| Written exercise |
Will you give the material below again, every line exactly as it is?

[Stored records]

▬▬▬▬▬▬▬▬▬▬

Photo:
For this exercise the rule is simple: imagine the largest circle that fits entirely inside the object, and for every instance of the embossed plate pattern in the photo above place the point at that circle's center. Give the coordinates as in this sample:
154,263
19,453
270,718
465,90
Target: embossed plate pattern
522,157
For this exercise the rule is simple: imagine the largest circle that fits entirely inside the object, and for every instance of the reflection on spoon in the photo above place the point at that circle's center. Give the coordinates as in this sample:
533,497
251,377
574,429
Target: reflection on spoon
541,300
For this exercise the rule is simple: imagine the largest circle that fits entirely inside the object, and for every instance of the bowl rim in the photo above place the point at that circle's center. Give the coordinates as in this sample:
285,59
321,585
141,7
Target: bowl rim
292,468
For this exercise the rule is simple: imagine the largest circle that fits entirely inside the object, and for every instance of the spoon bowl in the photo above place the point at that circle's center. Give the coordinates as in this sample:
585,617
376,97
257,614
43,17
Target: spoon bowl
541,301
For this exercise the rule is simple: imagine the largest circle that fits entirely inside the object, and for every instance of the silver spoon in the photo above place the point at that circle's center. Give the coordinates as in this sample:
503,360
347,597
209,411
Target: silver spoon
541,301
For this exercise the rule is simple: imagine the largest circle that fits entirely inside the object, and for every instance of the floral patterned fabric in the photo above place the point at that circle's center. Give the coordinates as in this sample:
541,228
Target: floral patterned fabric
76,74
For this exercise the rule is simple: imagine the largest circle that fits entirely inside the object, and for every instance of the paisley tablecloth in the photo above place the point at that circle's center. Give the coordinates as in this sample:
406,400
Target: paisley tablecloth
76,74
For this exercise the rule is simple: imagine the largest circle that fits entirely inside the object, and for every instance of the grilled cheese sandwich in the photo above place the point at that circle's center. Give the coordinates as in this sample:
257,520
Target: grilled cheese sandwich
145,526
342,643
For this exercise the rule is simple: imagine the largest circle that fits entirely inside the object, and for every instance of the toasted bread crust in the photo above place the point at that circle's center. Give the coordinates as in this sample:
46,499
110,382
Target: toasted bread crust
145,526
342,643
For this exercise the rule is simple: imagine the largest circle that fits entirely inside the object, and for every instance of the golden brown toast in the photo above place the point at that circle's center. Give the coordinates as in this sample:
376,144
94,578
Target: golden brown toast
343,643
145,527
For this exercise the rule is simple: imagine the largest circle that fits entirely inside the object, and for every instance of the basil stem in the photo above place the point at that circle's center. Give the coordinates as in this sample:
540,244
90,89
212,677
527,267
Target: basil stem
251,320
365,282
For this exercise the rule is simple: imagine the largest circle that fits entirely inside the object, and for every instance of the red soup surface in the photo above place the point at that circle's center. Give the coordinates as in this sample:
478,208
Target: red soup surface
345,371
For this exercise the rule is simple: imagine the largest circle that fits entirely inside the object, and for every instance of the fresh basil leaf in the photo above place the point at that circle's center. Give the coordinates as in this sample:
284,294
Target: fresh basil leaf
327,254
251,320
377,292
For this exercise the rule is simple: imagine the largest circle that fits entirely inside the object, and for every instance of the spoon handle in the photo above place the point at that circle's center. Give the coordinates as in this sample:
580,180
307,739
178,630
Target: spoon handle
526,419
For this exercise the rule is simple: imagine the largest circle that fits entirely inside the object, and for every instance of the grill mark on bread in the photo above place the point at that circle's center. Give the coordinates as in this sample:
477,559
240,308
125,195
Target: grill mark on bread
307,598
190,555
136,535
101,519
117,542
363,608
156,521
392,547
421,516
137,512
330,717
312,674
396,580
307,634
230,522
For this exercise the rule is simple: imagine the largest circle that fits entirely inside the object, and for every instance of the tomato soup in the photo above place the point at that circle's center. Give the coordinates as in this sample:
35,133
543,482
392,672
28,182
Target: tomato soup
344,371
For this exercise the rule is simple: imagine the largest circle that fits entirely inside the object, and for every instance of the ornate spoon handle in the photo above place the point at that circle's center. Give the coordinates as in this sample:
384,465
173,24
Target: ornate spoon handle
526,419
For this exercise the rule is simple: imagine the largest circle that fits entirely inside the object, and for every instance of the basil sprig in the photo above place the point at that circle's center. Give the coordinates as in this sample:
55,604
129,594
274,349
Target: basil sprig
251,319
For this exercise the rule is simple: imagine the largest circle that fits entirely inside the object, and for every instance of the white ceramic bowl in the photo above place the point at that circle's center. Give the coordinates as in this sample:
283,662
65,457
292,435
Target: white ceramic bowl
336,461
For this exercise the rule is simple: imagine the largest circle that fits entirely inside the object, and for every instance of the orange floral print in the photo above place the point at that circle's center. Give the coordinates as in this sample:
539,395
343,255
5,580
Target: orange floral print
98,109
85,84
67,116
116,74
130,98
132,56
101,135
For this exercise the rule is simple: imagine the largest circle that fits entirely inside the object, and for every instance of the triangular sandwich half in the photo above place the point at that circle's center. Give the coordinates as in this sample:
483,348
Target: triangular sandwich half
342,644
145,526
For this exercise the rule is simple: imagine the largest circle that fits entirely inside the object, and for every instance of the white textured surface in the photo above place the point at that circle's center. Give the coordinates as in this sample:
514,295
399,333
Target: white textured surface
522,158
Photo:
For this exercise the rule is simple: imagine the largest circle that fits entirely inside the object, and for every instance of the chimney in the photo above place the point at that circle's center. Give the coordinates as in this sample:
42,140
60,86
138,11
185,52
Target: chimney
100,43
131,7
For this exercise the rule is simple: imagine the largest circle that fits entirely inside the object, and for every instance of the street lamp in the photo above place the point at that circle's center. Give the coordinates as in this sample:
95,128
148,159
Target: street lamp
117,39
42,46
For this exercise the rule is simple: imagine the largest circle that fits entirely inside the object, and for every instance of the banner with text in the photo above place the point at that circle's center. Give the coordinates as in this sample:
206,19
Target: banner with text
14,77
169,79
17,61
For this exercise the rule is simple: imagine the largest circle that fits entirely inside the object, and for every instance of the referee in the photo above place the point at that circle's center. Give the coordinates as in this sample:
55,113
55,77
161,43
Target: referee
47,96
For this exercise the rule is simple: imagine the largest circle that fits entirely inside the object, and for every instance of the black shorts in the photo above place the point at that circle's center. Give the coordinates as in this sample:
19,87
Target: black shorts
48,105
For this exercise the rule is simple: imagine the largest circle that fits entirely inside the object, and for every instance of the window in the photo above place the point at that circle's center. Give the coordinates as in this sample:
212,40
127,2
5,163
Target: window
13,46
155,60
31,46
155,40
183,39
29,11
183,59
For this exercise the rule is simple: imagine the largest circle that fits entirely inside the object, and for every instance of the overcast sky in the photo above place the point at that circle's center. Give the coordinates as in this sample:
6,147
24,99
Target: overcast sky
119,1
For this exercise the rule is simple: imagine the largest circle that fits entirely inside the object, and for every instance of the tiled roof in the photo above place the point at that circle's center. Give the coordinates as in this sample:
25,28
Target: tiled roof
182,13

▬▬▬▬▬▬▬▬▬▬

| Task result |
Photo:
For this exercise the rule is simple: imagine the largest circle that fits entirely inside the object, and for every instance of the embossed plate pattern in the photo above place the point at that circle's center. Give the coordinates as in this sample:
154,263
19,453
270,718
465,90
Target: embossed plate pattern
522,157
For this exercise the rule is simple: imagine the largest circle that fits entirely inside the object, and for every instance of the reflection on spoon in the photo above place the point at that circle's center. Give the coordinates as in this sample:
533,497
251,377
574,429
Target: reflection on spoon
541,300
For this exercise the rule is simple: imagine the largest circle that fits entirely inside the object, and for every instance of the bowl rim in the photo above place the point at that circle's center. Give the coordinates as in this sample:
285,59
321,585
141,7
Target: bowl rim
292,468
For this exercise the rule is simple: imagine the largest circle that fits entirely inside the object, and for every instance of the spoon bowl in the photo above place the point at that circle's center. Give the coordinates as in this sample:
585,617
376,97
257,614
43,17
Target: spoon bowl
541,301
For this exercise the rule is simple: imagine the largest circle that fits entirely inside the object, and for every instance of the silver spoon in the photo above place the point at that circle's center. Give the coordinates as in this sample:
503,360
347,597
209,411
Target: silver spoon
541,301
For this exercise the rule is simple: imagine the largest circle that fits entirely inside the object, and for every instance of the floral patterned fabric in the photo above place the point at that circle's center. Give the coordinates as in this sample:
541,228
Target: floral patterned fabric
76,74
For this exercise the rule is simple: imagine the largest circle that fits entirely inside the object, and for every instance of the paisley tablecloth in the photo above place the point at that circle's center. Give the coordinates as in this sample:
406,400
Target: paisley tablecloth
76,74
For this exercise the rule is simple: imagine the largest circle that fits entirely inside the object, and for every instance of the grilled cheese sandwich in the photo above place the point at that circle's center. Give the coordinates as in this sample:
257,520
Target: grilled cheese sandwich
145,526
342,643
For this exercise the rule is simple: imagine the largest circle that fits entirely inside the object, and for every instance of the toasted bread crust in the photo above place the point at that circle's center. Give the coordinates as in this sample:
46,499
110,382
Target: toasted bread crust
145,526
342,643
For this exercise the rule is simple: imagine the largest circle that fits entirely inside the object, and for every instance of the golden brown toast in the photo above place the point at that circle's center. Give the coordinates as in this sample:
376,144
94,578
Target: golden brown toast
343,643
145,527
For this exercise the rule is simple: imagine the largest circle that fits entirely inside the object, and for every instance of the basil stem in the photo above place the point at that circle's center. Give the coordinates as in this sample:
540,244
90,89
212,677
527,267
Target: basil stem
251,320
365,282
For this exercise the rule is simple: imagine the largest circle that fits entirely inside the object, and for every instance of the red soup surface in the photo above place the point at that circle's center. Give the coordinates as in this sample:
478,208
Target: red soup surface
345,371
For this exercise the rule is simple: imagine the largest circle that fits entirely inside the object, and for every instance of the fresh basil leaf in the photo above place the point at that circle's center. Give the coordinates as in this sample:
284,294
Target: fresh basil leaf
327,254
251,320
377,292
For this exercise the rule is simple: imagine the largest circle that fits entirely inside the object, and for every instance of the spoon handle in the photo above place the point at that circle's center. Give the coordinates as in this sample:
580,180
307,739
178,630
Target: spoon handle
526,419
For this exercise the rule is simple: imagine the largest circle that fits entirely inside the object, and for every instance of the grill mark on bread in the photo above place the point at that circle's center. Give the coordinates as in this sample:
477,559
240,308
125,195
Target: grill mark on bread
307,598
190,555
136,535
101,519
117,542
363,608
156,521
392,547
421,516
137,512
330,717
312,674
396,580
307,634
230,522
For this exercise the rule is simple: imagine the largest circle that fits entirely inside the object, and for every instance of the tomato soup in the photo above place the point at that circle's center. Give the coordinates as in this sample:
35,133
543,482
392,672
28,182
Target: tomato soup
344,371
For this exercise the rule is simple: imagine the largest circle that fits entirely inside the object, and for every instance of the ornate spoon handle in the photo above place the point at that circle's center. Give the coordinates as in this sample:
384,465
173,24
Target: ornate spoon handle
526,419
For this exercise the rule is simple: imagine the largest circle that fits entirely inside the object, and for every instance of the basil sprig in the photo above place the point at that circle's center. Give the coordinates as in this sample:
55,604
129,594
274,349
Target: basil sprig
251,319
For this exercise the rule is simple: imagine the largest circle that fits entirely inside the object, and for every instance of the white ceramic bowl in the photo above place the point at that circle's center. Give the coordinates as in this sample:
283,662
65,457
292,435
Target: white ceramic bowl
336,461
For this exercise the rule is simple: imagine the largest circle that fits entirely inside the object, and for every instance of the orange floral print in the photo above place the point at that circle's center. Give the coordinates as in this sample:
539,395
343,255
5,580
Target: orange floral print
98,109
85,84
67,116
116,74
130,98
132,56
101,135
For this exercise the rule is simple: imagine the largest circle that fits entirely inside the object, and for every instance of the triangular sandwich half in the photo above place the point at that circle's center. Give the coordinates as in this sample:
483,348
Target: triangular sandwich half
342,644
145,526
For this exercise the rule is simple: imagine the largest circle that fits entirely inside the object, and for every instance of the white textured surface in the photo above place the point at that circle's center. Give the coordinates as in this sample:
514,295
399,333
Target: white textured surface
522,158
Photo:
For this exercise the rule is simple: imagine the largest circle that fits entirely inside the object, and for every instance of the chimney in the photo above place the point at that circle's center. Give the coordinates as in this sample:
42,140
60,86
138,11
185,52
Target: chimney
100,43
131,7
For this exercise the rule is simple: imagine the largest circle that fits entirely inside the object, and for every instance of the street lamp in the photo above place the point at that circle's center. Give the coordinates as in this sample:
95,128
148,159
Target: street lamp
117,39
42,46
For this exercise the rule is simple: imagine the largest circle that fits entirely inside the object, and for every instance of the banner with text in the photo above place the point at that circle's center. Give the coordinates as in this sample:
206,19
Target: banner with text
14,77
169,79
17,61
For this exercise the rule is simple: imagine the largest circle that fits entirely inside the object, and for every instance of the referee in the photo above place the point at that circle's center. Give the coordinates as in this sample:
55,113
55,77
161,43
Target: referee
47,96
For this exercise the rule is simple: imagine the largest circle that fits entirely inside the object, and for every instance of the black shorts in the photo above place the point at that circle's center. Give the coordinates as in this sample:
19,87
Target: black shorts
48,105
For this exercise the rule is simple: imagine the largest circle that fits entirely inside the object, and for every instance of the window in the photo above place the point at that circle's center. Give the coordinates as in this sample:
212,40
127,2
5,163
Target: window
13,46
155,60
31,46
155,40
183,39
29,11
183,59
For this exercise the rule is simple: imagine the largest circle that fits entirely inside the object, and for every instance of the overcast sky in the photo above place the point at that circle's center. Give the coordinates as in this sample:
6,147
24,99
Target: overcast sky
119,1
For this exercise the rule is simple: imagine the largest circle that fits entirely inside the object, and for every instance of the tiled roof in the photo above place the point at that circle's center. Give the coordinates as in this sample:
25,28
Target: tiled roof
182,13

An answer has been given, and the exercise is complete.